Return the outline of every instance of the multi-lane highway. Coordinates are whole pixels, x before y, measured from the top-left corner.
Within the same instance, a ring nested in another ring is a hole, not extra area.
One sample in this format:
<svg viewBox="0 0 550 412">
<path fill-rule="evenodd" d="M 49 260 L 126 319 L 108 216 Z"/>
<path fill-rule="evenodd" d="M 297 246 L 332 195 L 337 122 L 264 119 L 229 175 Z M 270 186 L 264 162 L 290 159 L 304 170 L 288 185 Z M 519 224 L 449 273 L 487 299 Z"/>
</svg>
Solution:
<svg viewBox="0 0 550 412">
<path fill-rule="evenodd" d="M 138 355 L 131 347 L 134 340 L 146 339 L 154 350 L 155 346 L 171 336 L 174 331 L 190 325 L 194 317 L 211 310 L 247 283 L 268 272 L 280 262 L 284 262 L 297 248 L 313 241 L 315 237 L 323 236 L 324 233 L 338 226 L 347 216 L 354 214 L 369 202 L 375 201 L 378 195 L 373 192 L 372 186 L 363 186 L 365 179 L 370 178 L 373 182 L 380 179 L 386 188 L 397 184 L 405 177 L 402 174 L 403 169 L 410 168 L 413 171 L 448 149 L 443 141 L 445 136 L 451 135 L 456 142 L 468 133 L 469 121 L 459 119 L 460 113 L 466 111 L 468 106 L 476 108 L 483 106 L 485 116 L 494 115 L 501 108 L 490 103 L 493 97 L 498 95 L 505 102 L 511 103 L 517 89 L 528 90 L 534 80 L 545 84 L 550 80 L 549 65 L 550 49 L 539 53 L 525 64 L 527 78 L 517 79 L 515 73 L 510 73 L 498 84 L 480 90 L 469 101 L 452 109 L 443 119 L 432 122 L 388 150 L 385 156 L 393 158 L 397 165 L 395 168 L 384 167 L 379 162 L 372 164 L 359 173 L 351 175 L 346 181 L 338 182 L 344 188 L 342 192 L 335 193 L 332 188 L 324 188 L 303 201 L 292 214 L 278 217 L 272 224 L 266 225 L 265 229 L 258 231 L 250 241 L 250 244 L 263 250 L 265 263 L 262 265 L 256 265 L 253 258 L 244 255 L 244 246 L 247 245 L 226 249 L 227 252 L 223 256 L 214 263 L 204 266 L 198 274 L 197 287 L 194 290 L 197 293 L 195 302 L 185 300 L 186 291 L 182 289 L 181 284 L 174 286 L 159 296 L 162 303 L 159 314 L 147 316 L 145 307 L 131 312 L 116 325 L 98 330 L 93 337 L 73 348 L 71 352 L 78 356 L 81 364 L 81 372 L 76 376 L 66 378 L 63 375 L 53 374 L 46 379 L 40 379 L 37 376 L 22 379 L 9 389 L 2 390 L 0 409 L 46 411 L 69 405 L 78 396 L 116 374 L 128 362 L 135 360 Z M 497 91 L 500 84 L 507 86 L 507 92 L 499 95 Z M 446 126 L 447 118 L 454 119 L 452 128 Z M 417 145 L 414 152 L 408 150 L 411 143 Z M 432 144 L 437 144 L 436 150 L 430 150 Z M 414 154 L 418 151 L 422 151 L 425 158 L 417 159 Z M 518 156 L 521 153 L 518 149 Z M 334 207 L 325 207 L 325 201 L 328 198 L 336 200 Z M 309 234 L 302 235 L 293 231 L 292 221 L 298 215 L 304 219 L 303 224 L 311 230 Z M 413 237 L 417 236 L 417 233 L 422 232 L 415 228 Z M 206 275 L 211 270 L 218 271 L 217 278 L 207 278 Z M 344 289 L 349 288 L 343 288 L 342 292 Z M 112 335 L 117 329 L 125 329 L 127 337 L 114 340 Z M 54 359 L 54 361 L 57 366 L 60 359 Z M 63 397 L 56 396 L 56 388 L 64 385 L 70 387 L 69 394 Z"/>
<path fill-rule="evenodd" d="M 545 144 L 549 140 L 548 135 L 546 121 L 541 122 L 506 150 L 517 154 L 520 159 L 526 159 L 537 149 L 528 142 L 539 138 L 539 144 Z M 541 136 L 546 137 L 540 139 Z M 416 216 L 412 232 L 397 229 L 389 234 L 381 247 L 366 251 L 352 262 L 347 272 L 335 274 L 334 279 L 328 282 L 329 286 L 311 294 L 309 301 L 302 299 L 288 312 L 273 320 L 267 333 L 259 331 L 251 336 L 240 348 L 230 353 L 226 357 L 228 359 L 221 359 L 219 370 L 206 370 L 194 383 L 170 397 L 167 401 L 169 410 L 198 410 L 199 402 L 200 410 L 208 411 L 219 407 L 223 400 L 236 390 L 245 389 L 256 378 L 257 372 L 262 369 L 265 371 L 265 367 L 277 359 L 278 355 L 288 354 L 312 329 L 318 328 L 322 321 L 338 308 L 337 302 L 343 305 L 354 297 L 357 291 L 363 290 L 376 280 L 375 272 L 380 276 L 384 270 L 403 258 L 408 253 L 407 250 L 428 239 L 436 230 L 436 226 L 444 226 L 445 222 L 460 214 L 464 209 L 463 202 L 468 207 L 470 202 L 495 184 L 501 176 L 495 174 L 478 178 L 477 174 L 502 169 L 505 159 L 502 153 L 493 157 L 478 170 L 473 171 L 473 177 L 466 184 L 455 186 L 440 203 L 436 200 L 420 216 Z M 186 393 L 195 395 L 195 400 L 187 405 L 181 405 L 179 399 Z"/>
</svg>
════
» **About this task**
The data should be copied out in full, exactly as it reads.

» **The answer**
Return the outline of every instance of the multi-lane highway. Coordinates are whole pixels, x before y, measured from the top-left corner.
Within the same instance, a ring nested in another ring is a hole, not extra area.
One sample in this format:
<svg viewBox="0 0 550 412">
<path fill-rule="evenodd" d="M 49 260 L 126 319 L 108 216 Z"/>
<path fill-rule="evenodd" d="M 297 246 L 332 195 L 337 122 L 264 119 L 229 175 Z M 270 186 L 264 162 L 290 159 L 304 170 L 288 185 Z M 519 224 L 449 273 L 487 299 Z"/>
</svg>
Solution:
<svg viewBox="0 0 550 412">
<path fill-rule="evenodd" d="M 138 355 L 131 347 L 134 340 L 146 339 L 154 350 L 155 346 L 171 336 L 174 331 L 190 325 L 194 317 L 211 310 L 247 283 L 268 272 L 280 262 L 284 262 L 297 248 L 313 241 L 315 237 L 323 236 L 324 233 L 338 226 L 347 216 L 354 214 L 369 202 L 375 201 L 378 195 L 373 192 L 372 186 L 363 186 L 365 179 L 370 178 L 373 182 L 380 179 L 386 188 L 397 184 L 405 177 L 402 174 L 403 169 L 410 168 L 413 171 L 448 149 L 443 141 L 445 136 L 451 135 L 456 142 L 468 133 L 469 121 L 459 119 L 460 113 L 466 111 L 468 106 L 476 108 L 483 106 L 485 116 L 494 115 L 501 108 L 490 103 L 493 97 L 498 95 L 505 102 L 511 103 L 517 89 L 528 90 L 534 80 L 545 84 L 550 80 L 549 65 L 550 49 L 539 53 L 525 64 L 527 78 L 517 79 L 515 73 L 510 73 L 498 84 L 480 90 L 469 101 L 452 109 L 443 119 L 432 122 L 388 150 L 385 156 L 393 158 L 397 165 L 395 168 L 384 167 L 379 162 L 372 164 L 359 173 L 351 175 L 346 181 L 338 182 L 344 188 L 342 192 L 335 193 L 332 188 L 324 188 L 303 201 L 292 214 L 278 217 L 272 224 L 266 225 L 265 229 L 258 231 L 250 241 L 250 244 L 263 250 L 265 263 L 262 265 L 256 265 L 253 258 L 244 255 L 244 246 L 247 245 L 226 249 L 227 252 L 223 256 L 214 263 L 204 266 L 198 274 L 197 287 L 194 290 L 197 293 L 195 302 L 185 300 L 186 291 L 182 289 L 181 284 L 174 286 L 159 296 L 162 303 L 159 314 L 147 316 L 145 307 L 131 312 L 116 325 L 98 330 L 93 337 L 73 348 L 71 352 L 78 356 L 81 364 L 81 372 L 76 376 L 66 378 L 63 375 L 53 374 L 46 379 L 40 379 L 37 376 L 22 379 L 9 389 L 2 390 L 0 409 L 46 411 L 69 405 L 78 396 L 116 374 L 128 362 L 135 360 Z M 497 91 L 500 84 L 507 86 L 507 92 L 499 95 Z M 446 126 L 447 118 L 454 119 L 452 128 Z M 417 145 L 414 152 L 408 150 L 411 143 Z M 432 144 L 437 144 L 436 150 L 430 150 Z M 414 154 L 418 151 L 422 151 L 425 158 L 417 159 Z M 518 156 L 521 153 L 518 149 Z M 334 207 L 325 207 L 325 201 L 328 198 L 336 200 Z M 309 234 L 302 235 L 293 231 L 292 221 L 298 215 L 304 219 L 303 224 L 311 230 Z M 413 237 L 417 236 L 417 233 L 422 232 L 415 228 Z M 206 275 L 211 270 L 218 271 L 217 278 L 207 278 Z M 344 289 L 349 288 L 343 288 L 342 292 Z M 112 335 L 117 329 L 125 329 L 127 337 L 114 340 Z M 54 359 L 54 361 L 57 366 L 60 359 Z M 63 397 L 56 396 L 56 388 L 64 385 L 70 387 L 69 394 Z"/>
<path fill-rule="evenodd" d="M 545 144 L 549 140 L 548 135 L 546 121 L 541 122 L 506 150 L 517 154 L 520 159 L 526 159 L 537 149 L 528 142 L 539 138 L 539 144 Z M 541 136 L 546 137 L 540 139 Z M 416 216 L 412 232 L 397 229 L 389 234 L 381 247 L 366 251 L 352 262 L 347 272 L 335 274 L 334 279 L 328 282 L 329 286 L 311 294 L 309 301 L 302 299 L 288 312 L 273 320 L 267 333 L 259 331 L 251 336 L 240 348 L 230 353 L 226 357 L 228 359 L 221 359 L 219 370 L 206 370 L 194 383 L 170 397 L 167 401 L 169 410 L 198 410 L 199 402 L 200 410 L 208 411 L 219 407 L 223 400 L 236 390 L 245 389 L 256 378 L 257 372 L 262 369 L 265 371 L 265 367 L 277 359 L 278 355 L 288 354 L 312 329 L 318 328 L 322 321 L 338 308 L 337 302 L 343 305 L 354 297 L 357 291 L 363 290 L 376 280 L 375 272 L 380 276 L 384 270 L 403 258 L 408 253 L 407 250 L 428 239 L 436 230 L 436 226 L 444 226 L 445 222 L 460 214 L 464 209 L 463 202 L 468 207 L 470 202 L 495 184 L 501 176 L 495 174 L 478 178 L 477 174 L 502 169 L 505 159 L 502 153 L 493 157 L 478 170 L 473 171 L 473 177 L 466 184 L 455 186 L 440 203 L 436 200 L 420 216 Z M 186 393 L 195 395 L 195 400 L 187 405 L 181 405 L 179 399 Z"/>
</svg>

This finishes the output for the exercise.